Here are the state’s Top 10 legal stories as ranked by The Indiana Lawyer staff.
1. Immigration crackdown

housing hundreds of immigrants detained by
U.S. Immigration and Customs Enforcement. (Indiana Capital Chronicle photo).
Throughout the year, President Donald Trump’s unprecedented crackdown on illegal immigration dominated headlines in legal journals and mainstream media in Indiana and across the nation.
In addition to stirring legal fights over the due process rights of rounded-up detainees, the aggressive enforcement of federal immigration laws brought an increasing number of people apprehended by Immigration and Custom Enforcement officials to several county jails in Indiana.
Later, the federal government reached an agreement with the state of Indiana to house ICE detainees at the Miami Correctional Facility, which the Department of Homeland Security dubbed the Speedway Slammer.
By December, 558 ICE detainees were being held in the Miami facility, a state prison just south of Peru. Nationally, more than 68,000 people are being held by ICE.
Camp Atterbury in Johnson County also has been cited by the U.S. Department of Defense as a place where immigrant detainees could be held.
At the state level, Indiana Attorney General Todd Rokita also intensified his involvement in immigration matters, filing civil investigative demands for information from 16 businesses and organizations regarding the potential labor trafficking of undocumented immigrants.
Two organizations in Evansville successfully challenged the demands in court, arguing that Rokita had no probable cause to seek such information.
2. Redistricting’s defeat

from President Donald Trump and Gov. Mike Braun. (Indiana Capital Chronicle photo)

· · ·

- **STATED GOAL 1**
In the Indiana legal stories text, how many ICE detainees were being held in the Miami facility by December?

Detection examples
· · ·

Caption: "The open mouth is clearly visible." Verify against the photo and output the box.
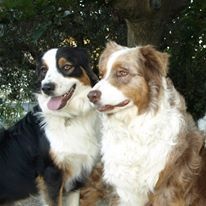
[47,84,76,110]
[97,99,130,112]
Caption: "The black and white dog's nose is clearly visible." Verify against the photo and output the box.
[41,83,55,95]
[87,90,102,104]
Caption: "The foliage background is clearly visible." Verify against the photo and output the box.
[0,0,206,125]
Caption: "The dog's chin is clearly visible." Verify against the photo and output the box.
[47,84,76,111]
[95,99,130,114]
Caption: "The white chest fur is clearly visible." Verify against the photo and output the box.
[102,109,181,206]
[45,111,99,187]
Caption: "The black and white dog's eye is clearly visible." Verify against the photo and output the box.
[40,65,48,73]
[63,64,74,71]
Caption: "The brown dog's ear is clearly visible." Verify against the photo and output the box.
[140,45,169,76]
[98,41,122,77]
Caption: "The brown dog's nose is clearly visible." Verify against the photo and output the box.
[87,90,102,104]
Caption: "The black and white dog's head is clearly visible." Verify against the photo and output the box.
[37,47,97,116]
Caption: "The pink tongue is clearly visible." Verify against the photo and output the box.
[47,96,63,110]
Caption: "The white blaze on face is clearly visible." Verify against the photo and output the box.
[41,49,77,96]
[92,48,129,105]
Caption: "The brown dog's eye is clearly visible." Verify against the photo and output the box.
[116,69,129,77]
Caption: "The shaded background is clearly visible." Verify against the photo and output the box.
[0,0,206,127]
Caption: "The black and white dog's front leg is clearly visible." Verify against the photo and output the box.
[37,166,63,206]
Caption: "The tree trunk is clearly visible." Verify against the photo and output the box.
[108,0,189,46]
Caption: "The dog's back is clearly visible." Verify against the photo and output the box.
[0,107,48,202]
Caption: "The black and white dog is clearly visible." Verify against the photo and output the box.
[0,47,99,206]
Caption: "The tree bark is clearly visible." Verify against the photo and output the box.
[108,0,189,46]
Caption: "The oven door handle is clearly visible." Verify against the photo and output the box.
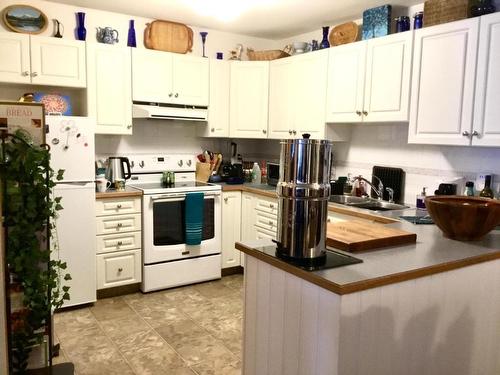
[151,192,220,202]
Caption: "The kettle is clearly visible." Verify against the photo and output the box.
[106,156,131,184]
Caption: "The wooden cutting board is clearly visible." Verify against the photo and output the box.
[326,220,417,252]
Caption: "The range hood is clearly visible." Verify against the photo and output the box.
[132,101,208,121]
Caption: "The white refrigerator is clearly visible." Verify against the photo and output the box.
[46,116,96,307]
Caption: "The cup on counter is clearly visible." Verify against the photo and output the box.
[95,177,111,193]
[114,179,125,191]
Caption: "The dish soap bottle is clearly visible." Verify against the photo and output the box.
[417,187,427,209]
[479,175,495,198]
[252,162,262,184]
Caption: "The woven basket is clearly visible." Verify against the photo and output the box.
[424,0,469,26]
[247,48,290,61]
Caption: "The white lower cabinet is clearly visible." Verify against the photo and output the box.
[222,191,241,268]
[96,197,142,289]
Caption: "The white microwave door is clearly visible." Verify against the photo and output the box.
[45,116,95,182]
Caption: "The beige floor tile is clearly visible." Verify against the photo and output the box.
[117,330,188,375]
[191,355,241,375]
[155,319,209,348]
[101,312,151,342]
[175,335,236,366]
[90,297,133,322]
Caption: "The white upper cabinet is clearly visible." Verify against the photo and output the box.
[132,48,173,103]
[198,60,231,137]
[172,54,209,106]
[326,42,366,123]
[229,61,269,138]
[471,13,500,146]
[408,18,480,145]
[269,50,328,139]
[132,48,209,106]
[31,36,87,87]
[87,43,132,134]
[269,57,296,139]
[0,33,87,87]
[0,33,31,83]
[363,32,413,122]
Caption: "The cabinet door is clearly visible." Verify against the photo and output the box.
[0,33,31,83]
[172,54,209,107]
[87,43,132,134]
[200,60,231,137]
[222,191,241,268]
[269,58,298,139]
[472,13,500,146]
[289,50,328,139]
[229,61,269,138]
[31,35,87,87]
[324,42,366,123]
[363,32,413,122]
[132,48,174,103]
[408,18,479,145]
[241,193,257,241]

· · ·

- **STATED GOAL 2**
Rewrite the rows from the first one through the line containing "[0,0,206,125]", substituting "plainly visible" for "clearly visible" and changing nothing else. Leave the pictures out.

- **EXERCISE OUTPUT 1**
558

- **EXERCISE OUTPUT 2**
Caption: "The open mouth is plainly visible." Verify against the photo and output the box.
[47,84,76,110]
[97,99,130,112]
Caption: "The black and white dog's nose is plainly visible." Verify against the photo and output the box.
[41,83,55,95]
[87,90,102,104]
Caption: "The foliage background is plainly visible." Verify against the photo and output the box.
[0,0,206,125]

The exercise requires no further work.